ニュートリノの旅



1秒間に数百兆個ものニュートリノが、人間の身体を通過しているらしい。


へえええええ


宇宙を構成する物質はすべて素粒子で出来ているんだって。

素粒子の一種であるニュートリノはごく小さい粒子であるうえに、ほとんどどんな物質にも反応することがない。

だから、人間の身体どころか地球をも貫通してしまうのだそうだ。


へえええええ



勿論私の身体だって、ニュートリノは突き抜ける。私が、もうすぐ死んでしまう病気なんてことは一切お構いなしだ。

もう何年間も痺れ動かないこの足も、幼児ほどの力しか残らないこの右手も、ニュートリノは容赦なんてしない。

シャシャシャシャシャッと通り抜け、ブンブンブンブンと通り過ぎる。


しかも1秒間に数百兆個、だぜ?



ひゃっっっっっほうううううううううう



想像するだけで愉快だ。痛快だ。爽快だ。



私の呼吸機能が停止しても、ニュートリノは私を通り抜ける。

私の心機能がその役目を終えても、ニュートリノは私を通り過ぎる。

• データ抜粋
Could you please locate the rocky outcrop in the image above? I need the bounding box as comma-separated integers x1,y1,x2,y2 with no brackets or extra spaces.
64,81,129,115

• 問題
A: 次の(i)〜(iii)は、ニュートリノについての文章と合っていますか。それぞれ「はい」か「いいえ」で答え、判断の決め手となる本文の語句を引用してください。
(i) ニュートリノは地球をも貫通するとされている。
(ii) 1秒間に数百個のニュートリノが人間の身体を通過している。
(iii) 書き手の右手には、幼児ほどの力しか残っていない。
B: ニュートリノについての文章を、最後の一文の後から書き継いでください。

• 解答
A:
(i) はい。「人間の身体どころか地球をも貫通してしまうのだそうだ」
(ii) いいえ。「1秒間に数百兆個ものニュートリノが、人間の身体を通過しているらしい」
(iii) はい。「幼児ほどの力しか残らないこの右手も」

B:
そして私は、宇宙の塵となるんだ。


そうだ。私はニュートリノと手を組もう。

奴らなら私を、光よりも速く宇宙を駆ける旅へと、連れて行ってくれるはずだ。

地球を、あっという間に突き抜ける。

そして遥か遠くへ。宇宙の、もっと遠くへ。


地球には、そうだな。100億年くらいしたらまた戻ってこようか。

その頃、地球はまだあるのかな?


いや、やっぱりやめよう。地球は、あんまり好きじゃない。



地球を、あっという間に突き抜ける。

そして遥か遠くへ。宇宙の、もっと遠くへ。

すべてを通り抜け、突き抜けて、光の速さで宇宙を駆ける。

フンフンフンヒャヒャヒャッて、歓びの鼻歌まじりに、さ。

遥か遠くへ。



想像するだけでもう、気絶しそうなくらい、幸せだよ!!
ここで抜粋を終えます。